Everything from the line with "wooden spoon in" to the final line of the records should be reproduced word for word, with both of those lines kept.

☆ ☆ ☆

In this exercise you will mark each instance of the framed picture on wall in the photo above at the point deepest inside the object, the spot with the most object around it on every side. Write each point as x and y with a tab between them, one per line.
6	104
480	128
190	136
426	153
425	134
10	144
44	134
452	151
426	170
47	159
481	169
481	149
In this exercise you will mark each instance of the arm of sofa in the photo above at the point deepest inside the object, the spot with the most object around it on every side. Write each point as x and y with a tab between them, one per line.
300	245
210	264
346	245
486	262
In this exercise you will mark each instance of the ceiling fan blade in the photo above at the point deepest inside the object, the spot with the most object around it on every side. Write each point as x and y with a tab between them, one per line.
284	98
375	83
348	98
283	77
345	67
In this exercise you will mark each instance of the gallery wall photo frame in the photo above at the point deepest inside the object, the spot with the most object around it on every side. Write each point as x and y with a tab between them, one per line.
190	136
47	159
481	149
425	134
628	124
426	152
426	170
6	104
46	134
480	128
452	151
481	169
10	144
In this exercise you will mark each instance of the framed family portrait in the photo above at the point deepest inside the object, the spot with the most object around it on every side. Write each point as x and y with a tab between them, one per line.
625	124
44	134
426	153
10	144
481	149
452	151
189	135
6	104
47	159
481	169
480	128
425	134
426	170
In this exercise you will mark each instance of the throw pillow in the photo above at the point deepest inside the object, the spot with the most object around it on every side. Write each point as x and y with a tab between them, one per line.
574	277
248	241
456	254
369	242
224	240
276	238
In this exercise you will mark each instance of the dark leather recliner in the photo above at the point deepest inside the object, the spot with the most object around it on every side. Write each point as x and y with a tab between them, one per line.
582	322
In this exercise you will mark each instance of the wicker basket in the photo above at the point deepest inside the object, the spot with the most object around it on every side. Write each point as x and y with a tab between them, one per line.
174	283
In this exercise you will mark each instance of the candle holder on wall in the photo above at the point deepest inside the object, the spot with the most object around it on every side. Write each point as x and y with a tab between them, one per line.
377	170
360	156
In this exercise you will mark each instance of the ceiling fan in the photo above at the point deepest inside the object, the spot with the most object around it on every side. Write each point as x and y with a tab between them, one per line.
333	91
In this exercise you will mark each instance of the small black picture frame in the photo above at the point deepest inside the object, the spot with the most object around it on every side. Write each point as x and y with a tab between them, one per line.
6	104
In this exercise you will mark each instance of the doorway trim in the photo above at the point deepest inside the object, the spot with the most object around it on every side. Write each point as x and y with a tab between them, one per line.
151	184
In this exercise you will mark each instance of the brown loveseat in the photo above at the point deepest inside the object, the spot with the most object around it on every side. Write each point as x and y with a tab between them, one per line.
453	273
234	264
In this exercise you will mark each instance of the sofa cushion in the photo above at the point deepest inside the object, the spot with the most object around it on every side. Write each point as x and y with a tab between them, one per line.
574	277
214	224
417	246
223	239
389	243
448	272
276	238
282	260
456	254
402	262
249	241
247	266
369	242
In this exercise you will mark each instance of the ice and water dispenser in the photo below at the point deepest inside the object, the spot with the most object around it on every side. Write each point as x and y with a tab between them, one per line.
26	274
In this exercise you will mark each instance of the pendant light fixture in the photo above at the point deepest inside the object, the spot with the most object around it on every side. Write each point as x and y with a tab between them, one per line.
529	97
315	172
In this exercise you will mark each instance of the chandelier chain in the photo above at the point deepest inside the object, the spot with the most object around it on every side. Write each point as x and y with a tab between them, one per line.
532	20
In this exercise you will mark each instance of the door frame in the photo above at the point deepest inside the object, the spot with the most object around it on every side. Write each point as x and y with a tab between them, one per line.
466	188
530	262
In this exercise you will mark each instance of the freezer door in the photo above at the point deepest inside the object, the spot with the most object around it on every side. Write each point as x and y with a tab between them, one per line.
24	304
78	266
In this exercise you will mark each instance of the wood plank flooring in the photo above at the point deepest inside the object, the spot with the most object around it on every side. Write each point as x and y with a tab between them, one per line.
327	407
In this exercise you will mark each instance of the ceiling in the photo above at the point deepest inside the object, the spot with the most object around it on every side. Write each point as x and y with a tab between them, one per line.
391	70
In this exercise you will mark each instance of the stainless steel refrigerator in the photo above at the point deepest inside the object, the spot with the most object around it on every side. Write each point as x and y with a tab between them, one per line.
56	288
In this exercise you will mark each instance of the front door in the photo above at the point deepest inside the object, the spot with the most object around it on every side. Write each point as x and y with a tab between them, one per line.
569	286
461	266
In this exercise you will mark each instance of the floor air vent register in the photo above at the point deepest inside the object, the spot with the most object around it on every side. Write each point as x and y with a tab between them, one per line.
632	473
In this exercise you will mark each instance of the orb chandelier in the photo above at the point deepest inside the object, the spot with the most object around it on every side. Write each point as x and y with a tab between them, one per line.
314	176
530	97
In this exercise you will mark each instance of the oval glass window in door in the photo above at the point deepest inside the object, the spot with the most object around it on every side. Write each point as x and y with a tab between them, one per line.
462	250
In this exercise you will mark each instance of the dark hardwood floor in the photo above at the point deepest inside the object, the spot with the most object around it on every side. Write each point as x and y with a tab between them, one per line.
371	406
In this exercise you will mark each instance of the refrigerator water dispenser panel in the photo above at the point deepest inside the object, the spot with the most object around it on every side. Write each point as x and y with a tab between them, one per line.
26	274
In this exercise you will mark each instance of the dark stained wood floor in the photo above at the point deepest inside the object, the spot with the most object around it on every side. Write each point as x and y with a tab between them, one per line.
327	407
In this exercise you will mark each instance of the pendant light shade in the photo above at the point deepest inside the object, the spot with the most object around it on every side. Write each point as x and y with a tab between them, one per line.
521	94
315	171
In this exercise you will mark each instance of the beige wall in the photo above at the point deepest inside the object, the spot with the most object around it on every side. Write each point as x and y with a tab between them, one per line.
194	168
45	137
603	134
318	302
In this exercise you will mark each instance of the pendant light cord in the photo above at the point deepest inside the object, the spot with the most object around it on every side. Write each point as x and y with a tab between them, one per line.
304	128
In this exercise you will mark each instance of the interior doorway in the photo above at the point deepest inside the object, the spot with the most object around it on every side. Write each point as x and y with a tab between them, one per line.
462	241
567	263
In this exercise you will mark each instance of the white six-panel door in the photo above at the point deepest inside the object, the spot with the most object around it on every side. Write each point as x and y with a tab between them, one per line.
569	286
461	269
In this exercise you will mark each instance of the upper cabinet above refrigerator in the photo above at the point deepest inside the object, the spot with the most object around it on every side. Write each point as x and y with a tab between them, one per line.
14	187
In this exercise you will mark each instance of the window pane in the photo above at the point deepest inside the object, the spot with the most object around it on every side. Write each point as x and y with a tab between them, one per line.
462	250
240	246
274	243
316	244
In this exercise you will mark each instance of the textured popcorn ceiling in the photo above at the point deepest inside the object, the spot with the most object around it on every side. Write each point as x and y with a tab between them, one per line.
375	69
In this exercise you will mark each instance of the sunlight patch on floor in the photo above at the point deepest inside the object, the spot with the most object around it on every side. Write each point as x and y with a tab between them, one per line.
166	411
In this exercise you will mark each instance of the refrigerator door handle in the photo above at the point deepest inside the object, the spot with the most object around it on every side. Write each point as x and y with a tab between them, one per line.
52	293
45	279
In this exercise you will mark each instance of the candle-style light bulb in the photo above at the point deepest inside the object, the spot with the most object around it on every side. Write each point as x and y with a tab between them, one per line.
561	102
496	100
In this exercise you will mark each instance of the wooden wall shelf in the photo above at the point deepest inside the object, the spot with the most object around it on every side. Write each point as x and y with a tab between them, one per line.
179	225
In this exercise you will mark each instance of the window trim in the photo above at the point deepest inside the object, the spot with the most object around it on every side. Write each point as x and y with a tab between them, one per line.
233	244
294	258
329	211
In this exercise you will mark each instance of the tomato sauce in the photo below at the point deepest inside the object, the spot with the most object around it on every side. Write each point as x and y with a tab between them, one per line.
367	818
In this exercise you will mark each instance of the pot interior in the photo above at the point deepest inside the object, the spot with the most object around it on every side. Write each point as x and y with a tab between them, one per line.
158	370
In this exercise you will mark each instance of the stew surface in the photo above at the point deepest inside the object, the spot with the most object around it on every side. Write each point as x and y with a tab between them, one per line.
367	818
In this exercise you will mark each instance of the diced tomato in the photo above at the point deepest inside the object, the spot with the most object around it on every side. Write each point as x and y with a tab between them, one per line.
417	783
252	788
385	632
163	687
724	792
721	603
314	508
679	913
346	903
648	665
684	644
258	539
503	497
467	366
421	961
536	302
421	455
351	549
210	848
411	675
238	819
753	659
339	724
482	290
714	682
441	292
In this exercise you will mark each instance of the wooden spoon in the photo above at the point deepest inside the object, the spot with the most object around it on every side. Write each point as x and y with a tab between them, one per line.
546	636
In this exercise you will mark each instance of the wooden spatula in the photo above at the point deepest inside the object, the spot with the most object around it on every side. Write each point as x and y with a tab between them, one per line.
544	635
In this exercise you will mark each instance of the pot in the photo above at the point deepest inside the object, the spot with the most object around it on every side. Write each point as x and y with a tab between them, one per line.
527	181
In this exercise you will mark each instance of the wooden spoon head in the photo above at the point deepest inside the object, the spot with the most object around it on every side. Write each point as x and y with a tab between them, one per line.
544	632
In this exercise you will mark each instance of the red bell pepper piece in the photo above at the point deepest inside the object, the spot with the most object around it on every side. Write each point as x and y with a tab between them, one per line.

☆ ☆ ☆

Result of this exercise =>
In this exercise you will mark each instance of the wooden spoon in the photo above at the point deepest inside the object, the spot with the most object around it on every side. Write each point as x and y with a tab between them, one per line.
546	636
In this exercise you will mark each instance of the wooden spatula in the photo above at the point deepest inside the object, the spot with the most object around it on every side. Write each point as x and y with a tab between them, one per line.
544	635
In this exercise you will mark each instance of the pot in the photo above at the point deepest inside the object, the spot with the most object around it on every side. Write each point as x and y with a tab between them, one per line.
527	181
In this exercise you will mark each instance of the wooden spoon head in the photo above at the point deepest inside the object, the spot with the most object around it on every side. Write each point as x and y with a tab between them, one per line.
544	632
In this exercise you will mark each instance of the red bell pepper piece in the photo above at the point deepest inside the object, the spot with the most object around it on every side. Write each point as x and y with a tab between them, one per line.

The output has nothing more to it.